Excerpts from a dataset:

━━━━━━━━━━━━━━━━━━━━

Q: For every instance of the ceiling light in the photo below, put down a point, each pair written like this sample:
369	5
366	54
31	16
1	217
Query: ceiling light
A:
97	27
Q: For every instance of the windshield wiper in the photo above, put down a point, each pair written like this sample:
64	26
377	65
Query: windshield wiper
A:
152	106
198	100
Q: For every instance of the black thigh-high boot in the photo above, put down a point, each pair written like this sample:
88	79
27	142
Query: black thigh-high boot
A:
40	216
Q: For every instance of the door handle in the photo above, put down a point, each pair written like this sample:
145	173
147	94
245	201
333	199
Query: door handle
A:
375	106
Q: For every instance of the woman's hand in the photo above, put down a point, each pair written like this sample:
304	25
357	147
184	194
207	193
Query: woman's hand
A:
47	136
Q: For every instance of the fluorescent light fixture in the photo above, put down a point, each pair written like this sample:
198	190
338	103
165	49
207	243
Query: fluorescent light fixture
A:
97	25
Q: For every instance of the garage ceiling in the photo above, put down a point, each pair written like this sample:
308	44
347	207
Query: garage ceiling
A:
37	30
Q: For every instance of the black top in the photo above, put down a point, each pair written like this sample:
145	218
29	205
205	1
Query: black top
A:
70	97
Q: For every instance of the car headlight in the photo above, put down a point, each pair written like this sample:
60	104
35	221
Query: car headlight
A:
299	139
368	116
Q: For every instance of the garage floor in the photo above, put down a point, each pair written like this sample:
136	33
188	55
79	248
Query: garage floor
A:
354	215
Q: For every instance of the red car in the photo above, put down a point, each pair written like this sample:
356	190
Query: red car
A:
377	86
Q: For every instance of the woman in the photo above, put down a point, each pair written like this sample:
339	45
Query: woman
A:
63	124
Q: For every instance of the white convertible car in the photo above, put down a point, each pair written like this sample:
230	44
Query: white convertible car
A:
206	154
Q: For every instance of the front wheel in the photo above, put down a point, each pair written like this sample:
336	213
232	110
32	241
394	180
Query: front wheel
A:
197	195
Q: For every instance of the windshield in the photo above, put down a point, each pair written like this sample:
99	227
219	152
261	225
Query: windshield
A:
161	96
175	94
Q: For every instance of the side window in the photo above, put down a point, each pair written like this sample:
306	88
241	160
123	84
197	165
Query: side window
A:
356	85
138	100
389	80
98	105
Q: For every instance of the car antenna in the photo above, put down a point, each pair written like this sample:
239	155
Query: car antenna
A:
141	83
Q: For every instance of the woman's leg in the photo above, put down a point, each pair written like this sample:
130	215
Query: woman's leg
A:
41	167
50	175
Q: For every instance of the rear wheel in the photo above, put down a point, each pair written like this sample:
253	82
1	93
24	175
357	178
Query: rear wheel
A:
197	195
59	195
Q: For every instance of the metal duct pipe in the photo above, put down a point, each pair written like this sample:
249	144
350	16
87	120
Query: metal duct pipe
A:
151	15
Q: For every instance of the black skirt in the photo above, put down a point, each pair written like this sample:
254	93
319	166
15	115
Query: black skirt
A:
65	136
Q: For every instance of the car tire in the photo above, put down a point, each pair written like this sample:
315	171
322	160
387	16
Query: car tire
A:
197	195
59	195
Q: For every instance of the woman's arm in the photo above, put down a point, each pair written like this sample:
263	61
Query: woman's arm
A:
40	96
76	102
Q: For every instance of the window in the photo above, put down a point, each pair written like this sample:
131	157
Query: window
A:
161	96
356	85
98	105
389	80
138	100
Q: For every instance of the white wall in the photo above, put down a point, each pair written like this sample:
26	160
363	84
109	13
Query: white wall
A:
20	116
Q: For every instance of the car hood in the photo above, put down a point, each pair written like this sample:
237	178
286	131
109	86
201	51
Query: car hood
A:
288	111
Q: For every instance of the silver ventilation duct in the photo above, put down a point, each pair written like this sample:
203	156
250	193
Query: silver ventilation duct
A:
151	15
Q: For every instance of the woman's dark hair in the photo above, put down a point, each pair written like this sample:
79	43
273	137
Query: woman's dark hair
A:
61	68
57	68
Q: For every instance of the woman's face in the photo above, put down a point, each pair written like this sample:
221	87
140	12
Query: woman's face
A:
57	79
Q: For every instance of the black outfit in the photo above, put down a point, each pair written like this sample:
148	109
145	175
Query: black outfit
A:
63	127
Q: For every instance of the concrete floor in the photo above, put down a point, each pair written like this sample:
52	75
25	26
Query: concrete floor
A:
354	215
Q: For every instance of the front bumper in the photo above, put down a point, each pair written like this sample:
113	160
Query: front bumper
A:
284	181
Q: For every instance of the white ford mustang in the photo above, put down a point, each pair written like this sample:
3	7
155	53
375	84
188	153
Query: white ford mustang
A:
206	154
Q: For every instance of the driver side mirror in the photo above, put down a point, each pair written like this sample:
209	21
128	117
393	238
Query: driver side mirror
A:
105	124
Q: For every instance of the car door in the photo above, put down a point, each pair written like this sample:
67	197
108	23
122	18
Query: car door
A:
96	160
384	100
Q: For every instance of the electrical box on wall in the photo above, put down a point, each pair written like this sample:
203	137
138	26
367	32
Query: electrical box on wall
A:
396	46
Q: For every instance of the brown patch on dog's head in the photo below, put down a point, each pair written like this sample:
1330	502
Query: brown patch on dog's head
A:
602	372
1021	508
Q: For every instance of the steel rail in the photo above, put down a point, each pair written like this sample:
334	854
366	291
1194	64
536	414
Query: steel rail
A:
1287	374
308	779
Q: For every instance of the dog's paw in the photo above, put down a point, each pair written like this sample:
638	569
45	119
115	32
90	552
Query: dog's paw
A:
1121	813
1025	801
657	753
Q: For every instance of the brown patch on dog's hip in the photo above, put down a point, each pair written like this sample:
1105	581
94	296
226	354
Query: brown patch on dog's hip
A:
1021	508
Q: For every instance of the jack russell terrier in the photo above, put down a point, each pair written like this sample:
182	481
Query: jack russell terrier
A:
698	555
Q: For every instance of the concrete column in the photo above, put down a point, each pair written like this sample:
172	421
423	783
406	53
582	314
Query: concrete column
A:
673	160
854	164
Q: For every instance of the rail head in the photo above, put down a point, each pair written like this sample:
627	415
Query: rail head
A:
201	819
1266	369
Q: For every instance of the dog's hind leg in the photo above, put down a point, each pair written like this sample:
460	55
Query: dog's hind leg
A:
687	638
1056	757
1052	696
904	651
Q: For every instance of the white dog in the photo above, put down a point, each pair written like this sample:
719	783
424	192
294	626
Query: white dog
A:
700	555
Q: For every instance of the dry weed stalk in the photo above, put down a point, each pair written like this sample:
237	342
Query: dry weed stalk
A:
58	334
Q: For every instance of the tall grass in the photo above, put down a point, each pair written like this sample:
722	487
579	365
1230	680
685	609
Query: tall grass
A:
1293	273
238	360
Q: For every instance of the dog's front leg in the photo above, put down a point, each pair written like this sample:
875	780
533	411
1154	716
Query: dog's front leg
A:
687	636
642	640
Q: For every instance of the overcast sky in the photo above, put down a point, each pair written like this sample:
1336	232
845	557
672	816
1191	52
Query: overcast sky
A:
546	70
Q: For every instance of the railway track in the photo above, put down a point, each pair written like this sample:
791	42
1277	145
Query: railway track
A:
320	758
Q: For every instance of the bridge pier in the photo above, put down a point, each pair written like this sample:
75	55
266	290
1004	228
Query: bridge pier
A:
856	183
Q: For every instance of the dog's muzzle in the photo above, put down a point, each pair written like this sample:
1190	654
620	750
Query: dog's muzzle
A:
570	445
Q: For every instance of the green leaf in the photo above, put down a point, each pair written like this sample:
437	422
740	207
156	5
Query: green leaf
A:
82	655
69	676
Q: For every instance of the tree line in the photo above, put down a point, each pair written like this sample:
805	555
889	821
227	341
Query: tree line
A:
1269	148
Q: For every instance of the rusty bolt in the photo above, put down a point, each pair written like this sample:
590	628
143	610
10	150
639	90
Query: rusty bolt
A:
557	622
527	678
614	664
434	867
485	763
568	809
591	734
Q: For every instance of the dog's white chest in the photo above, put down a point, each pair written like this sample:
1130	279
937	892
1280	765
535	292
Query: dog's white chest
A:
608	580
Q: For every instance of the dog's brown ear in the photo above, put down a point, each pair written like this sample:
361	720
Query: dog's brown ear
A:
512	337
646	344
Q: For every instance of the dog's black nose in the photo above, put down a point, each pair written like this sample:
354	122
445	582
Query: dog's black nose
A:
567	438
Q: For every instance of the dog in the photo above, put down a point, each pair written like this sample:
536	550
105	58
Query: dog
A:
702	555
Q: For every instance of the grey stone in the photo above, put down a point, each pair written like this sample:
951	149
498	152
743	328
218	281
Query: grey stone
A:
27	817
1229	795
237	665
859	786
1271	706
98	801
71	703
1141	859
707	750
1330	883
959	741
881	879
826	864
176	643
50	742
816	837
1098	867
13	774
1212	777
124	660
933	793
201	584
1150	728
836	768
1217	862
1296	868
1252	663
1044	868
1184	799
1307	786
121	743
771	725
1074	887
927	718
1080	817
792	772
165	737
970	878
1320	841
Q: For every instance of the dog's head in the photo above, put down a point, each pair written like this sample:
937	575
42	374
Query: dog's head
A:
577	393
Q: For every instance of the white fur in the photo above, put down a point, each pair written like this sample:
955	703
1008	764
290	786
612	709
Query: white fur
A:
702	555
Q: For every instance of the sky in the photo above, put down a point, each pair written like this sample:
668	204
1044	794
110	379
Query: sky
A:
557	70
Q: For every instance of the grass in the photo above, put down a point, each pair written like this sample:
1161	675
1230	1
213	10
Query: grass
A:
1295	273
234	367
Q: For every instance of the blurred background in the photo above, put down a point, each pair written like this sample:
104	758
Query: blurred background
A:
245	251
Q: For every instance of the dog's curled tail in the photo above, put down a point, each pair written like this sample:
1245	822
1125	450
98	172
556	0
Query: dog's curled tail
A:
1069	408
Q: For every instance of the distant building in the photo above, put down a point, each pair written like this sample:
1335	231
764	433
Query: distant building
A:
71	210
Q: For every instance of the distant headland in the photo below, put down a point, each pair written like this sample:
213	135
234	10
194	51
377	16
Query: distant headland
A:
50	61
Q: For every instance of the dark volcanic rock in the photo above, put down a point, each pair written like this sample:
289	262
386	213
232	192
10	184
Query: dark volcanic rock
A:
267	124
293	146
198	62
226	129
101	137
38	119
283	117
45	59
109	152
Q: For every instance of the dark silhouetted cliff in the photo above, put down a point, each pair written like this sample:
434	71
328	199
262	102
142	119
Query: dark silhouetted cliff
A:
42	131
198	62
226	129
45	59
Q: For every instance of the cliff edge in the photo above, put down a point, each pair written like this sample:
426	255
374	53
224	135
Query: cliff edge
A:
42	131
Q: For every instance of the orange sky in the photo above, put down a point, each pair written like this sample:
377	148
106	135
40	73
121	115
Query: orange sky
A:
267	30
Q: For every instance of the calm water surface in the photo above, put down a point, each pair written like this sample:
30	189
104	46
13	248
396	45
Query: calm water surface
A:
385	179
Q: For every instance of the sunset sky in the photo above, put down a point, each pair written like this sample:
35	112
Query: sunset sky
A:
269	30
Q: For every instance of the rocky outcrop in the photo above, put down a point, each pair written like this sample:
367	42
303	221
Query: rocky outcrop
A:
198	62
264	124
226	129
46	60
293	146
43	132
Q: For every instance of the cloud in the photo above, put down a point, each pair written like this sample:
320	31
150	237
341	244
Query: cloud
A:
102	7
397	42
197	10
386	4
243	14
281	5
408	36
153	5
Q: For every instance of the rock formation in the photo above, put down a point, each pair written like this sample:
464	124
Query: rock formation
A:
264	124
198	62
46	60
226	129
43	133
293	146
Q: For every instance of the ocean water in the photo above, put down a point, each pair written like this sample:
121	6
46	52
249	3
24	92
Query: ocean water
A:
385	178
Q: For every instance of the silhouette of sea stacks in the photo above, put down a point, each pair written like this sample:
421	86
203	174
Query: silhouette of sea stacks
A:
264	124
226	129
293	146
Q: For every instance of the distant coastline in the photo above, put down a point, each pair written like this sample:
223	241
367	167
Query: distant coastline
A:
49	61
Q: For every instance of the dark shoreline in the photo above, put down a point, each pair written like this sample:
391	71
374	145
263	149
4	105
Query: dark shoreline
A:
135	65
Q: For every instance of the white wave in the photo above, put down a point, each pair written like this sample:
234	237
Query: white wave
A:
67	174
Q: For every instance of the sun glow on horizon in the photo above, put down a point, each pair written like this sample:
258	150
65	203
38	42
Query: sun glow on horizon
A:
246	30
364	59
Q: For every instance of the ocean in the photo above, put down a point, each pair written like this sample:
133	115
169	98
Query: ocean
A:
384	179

━━━━━━━━━━━━━━━━━━━━

» **Task instructions**
Only the number should be given: the count of lines above that hold the word "fixture".

» **The completed task**
2